[Saved entries]
┌──

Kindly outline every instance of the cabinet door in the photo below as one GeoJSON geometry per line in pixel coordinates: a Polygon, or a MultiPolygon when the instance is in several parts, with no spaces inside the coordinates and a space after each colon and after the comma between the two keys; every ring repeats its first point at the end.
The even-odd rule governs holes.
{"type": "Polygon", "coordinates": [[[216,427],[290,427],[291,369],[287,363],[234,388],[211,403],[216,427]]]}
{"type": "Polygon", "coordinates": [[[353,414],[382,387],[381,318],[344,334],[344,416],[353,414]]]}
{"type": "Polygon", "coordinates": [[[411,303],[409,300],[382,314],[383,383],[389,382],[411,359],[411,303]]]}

└──

* _EXERCISE BRIEF_: Transcribe every line of the records exactly, please.

* _ANSWER TO THIS EXERCISE_:
Kindly outline every instance of the cabinet door in the photo below as one GeoJSON geometry per line in pixel coordinates: a Polygon, or a MultiPolygon when the instance is in several parts, with no spaces inside the coordinates and a space after each colon and after the comma between the two keys; every ring repeats its first point at the end.
The even-odd rule governs holes.
{"type": "Polygon", "coordinates": [[[216,427],[290,427],[291,369],[287,363],[234,388],[211,403],[216,427]]]}
{"type": "Polygon", "coordinates": [[[353,414],[382,387],[381,318],[344,334],[344,416],[353,414]]]}
{"type": "Polygon", "coordinates": [[[411,303],[409,300],[382,314],[383,383],[389,382],[411,359],[411,303]]]}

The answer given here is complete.